### CONSEGNA 1:
Ricopia senza alcuna modifica la parte dei record che si apre con la riga contenente "Target: red helmet" e si chiude con quella contenente "M 100 35 L 95", entrambe incluse.

### BRANO DEL DOCUMENTO:

• • •

<< precedente INDICE successivo >>
.

.

Ferdinando Petruccelli della Gattina


In questo articolo, io tenterò fermare i poli mistici — tutti i grandi scrittori e pensatori dell’ottocento europeo, primo Rènan e non escluso Kant, furono dei mistici — verso i quali Ferdinando Petruccelli della Gattina protese il suo pensiero, marcato come una schiena di Titano, nello sforzo mirabile di compendiare, in potente sintesi storica, il suo secolo, che fu quello della conoscenza, e preludiare questo secolo nostro, che, attraverso il travaglio e la selezione delle nazionalità, sarà, forse, il secolo della storia.
Immenso lo scenario, immensi i protagonisti dell’azione storica, che Petruccelli della Gattina inquadrò nella visuale del suo pensiero, sottomise al vaglio della sua critica, marchiò col segno del suo giudizio.

• • •

### MATERIALE DI LAVORO:
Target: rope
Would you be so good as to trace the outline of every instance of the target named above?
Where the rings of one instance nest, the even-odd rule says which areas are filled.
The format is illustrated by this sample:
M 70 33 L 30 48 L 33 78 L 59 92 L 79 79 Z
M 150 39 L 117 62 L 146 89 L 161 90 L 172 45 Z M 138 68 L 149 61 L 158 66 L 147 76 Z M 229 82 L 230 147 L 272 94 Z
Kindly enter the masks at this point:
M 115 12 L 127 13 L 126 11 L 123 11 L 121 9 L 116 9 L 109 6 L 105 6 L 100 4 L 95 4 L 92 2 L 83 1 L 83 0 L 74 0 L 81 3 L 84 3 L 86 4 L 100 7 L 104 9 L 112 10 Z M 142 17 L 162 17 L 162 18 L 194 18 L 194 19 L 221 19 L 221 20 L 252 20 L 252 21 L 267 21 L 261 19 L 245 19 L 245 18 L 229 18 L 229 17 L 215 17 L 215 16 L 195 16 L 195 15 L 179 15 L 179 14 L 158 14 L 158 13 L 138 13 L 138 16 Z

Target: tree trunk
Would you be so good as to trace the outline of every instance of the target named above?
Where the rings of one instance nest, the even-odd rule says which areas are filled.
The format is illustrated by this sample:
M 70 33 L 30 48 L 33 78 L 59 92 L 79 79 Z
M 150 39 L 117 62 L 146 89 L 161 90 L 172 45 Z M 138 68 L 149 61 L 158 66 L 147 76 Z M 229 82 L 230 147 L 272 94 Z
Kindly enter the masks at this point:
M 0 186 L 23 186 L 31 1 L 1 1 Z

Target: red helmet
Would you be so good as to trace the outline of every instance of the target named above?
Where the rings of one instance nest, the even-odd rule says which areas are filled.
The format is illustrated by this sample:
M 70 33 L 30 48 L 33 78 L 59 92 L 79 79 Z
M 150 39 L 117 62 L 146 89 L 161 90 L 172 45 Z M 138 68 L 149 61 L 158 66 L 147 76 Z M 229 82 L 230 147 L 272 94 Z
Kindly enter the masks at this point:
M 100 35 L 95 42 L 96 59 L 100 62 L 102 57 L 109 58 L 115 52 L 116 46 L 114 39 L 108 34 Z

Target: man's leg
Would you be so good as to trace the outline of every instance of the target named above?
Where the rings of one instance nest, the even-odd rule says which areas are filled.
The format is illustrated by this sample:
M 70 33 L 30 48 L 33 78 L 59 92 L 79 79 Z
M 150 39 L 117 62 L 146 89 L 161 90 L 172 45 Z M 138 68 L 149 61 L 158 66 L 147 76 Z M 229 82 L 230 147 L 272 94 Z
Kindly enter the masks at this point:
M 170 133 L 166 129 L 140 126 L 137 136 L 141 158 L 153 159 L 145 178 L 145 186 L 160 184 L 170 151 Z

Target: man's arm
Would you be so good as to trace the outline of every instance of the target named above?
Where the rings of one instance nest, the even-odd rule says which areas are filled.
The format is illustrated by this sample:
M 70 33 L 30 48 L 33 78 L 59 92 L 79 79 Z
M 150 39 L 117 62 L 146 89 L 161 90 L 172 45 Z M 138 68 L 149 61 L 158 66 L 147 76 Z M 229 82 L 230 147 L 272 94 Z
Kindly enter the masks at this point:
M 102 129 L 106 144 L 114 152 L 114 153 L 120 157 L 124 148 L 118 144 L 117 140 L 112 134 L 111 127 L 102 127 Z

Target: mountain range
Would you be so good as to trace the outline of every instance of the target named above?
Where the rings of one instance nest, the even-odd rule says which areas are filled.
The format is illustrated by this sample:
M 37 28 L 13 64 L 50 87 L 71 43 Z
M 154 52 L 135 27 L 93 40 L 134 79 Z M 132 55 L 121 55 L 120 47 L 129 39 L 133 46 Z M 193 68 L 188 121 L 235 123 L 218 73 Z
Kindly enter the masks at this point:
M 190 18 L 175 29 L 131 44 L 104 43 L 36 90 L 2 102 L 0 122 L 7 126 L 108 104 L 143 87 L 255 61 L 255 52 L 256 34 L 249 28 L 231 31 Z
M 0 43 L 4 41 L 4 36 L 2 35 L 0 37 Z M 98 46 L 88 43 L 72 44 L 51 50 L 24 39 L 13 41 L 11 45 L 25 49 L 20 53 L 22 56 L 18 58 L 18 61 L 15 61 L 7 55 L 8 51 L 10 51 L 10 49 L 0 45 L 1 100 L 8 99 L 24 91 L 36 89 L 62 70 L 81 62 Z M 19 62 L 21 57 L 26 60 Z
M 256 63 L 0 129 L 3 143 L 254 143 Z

• • •

### CONSEGNA 2:
Indica se ciascuna affermazione concorda con il brano su Petruccelli della Gattina. Rispondi sì o no e cita le parole decisive del brano: (a) l'autore esclude Kant dal novero dei mistici; (b) l'Ottocento viene definito il secolo della conoscenza; (c) il secolo presente sarà con certezza il secolo della storia.

### RISPOSTA 1:
Target: red helmet
Would you be so good as to trace the outline of every instance of the target named above?
Where the rings of one instance nest, the even-odd rule says which areas are filled.
The format is illustrated by this sample:
M 70 33 L 30 48 L 33 78 L 59 92 L 79 79 Z
M 150 39 L 117 62 L 146 89 L 161 90 L 172 45 Z M 138 68 L 149 61 L 158 66 L 147 76 Z M 229 82 L 230 147 L 272 94 Z
Kindly enter the masks at this point:
M 100 35 L 95 42 L 96 59 L 100 62 L 102 57 L 109 58 L 115 52 L 116 46 L 114 39 L 108 34 Z

### RISPOSTA 2:
(a) No: «primo Rènan e non escluso Kant, furono dei mistici».
(b) Sì: «il suo secolo, che fu quello della conoscenza».
(c) No: «sarà, forse, il secolo della storia».